— Begin Data shown —

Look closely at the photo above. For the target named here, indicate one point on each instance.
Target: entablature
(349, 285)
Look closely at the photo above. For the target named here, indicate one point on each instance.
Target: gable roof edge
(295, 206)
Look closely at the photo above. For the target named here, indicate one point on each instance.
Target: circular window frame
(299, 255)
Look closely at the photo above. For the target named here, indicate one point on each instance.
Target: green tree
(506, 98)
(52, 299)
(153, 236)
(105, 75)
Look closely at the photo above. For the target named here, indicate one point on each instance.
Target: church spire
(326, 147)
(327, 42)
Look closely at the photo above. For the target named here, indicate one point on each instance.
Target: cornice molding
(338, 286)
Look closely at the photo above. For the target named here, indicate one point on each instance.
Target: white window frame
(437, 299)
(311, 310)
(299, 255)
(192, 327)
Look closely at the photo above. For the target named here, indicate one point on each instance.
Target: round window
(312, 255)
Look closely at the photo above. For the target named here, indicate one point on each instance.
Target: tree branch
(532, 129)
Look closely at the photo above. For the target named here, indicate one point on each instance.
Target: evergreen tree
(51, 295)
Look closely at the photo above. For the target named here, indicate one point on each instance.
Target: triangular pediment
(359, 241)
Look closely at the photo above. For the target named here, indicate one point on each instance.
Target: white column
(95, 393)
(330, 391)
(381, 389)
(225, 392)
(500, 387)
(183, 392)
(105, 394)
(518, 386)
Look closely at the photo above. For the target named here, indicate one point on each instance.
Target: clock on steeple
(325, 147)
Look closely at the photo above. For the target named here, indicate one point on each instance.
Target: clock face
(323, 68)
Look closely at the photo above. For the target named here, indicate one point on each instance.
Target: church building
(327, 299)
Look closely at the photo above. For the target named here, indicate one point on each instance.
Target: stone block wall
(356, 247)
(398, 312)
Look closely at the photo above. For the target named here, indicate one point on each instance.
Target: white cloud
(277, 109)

— End Data shown —

What to produce — Go through the material above line by line and copy it exactly.

Answer —
Look closely at the photo above. For the target named here, indicate one point on each instance.
Target: entablature
(349, 285)
Look closely at the photo above. For the target named here, indicate one point on each instance.
Target: gable roof edge
(295, 206)
Look closely at the photo above. For the target named here, indicate one point on each instance.
Target: circular window frame
(299, 255)
Look closely at the photo above. For the target named here, indicate one point on each instance.
Target: green tree
(506, 98)
(52, 299)
(153, 236)
(105, 75)
Look closely at the photo above. For the target named here, indicate one point on each instance.
Target: church spire
(326, 147)
(327, 42)
Look closely at the photo above. For the target named here, indicate one point on each instance.
Target: cornice molding
(338, 286)
Look closely at the photo above. For the target named here, indicate one point on each instance.
Target: white window frame
(437, 299)
(311, 310)
(299, 255)
(192, 327)
Look closely at the photo above. For the target named here, indicate one point on each instance.
Target: round window
(312, 255)
Look closely at the photo above. For the target named here, indicate one point on each instance.
Target: tree branch
(532, 129)
Look closely at the photo above. For the target named here, indicate one point on each instance.
Target: evergreen tree
(51, 295)
Look closely at the photo above. For the target named here, indicate one point on each instance.
Target: triangular pediment
(359, 241)
Look closely at the photo above. For the target named here, indicate one point on each instance.
Target: white column
(95, 393)
(330, 391)
(381, 389)
(225, 392)
(500, 387)
(183, 392)
(105, 394)
(518, 386)
Look closely at the photo above. For the target named here, indicate one point on each instance.
Target: clock on steeple
(325, 147)
Look closely at the photo above. For the target named here, indicate one point on each instance.
Target: clock face
(323, 68)
Look closely at the photo above. For the target named here, indicate one point on each instance.
Target: church building
(327, 299)
Look closely at the photo above. For the target named here, indicate one point on each instance.
Target: stone block wall
(356, 247)
(398, 312)
Look closely at the photo above. For the target named here, indicate one point on each instance.
Target: white cloud
(277, 109)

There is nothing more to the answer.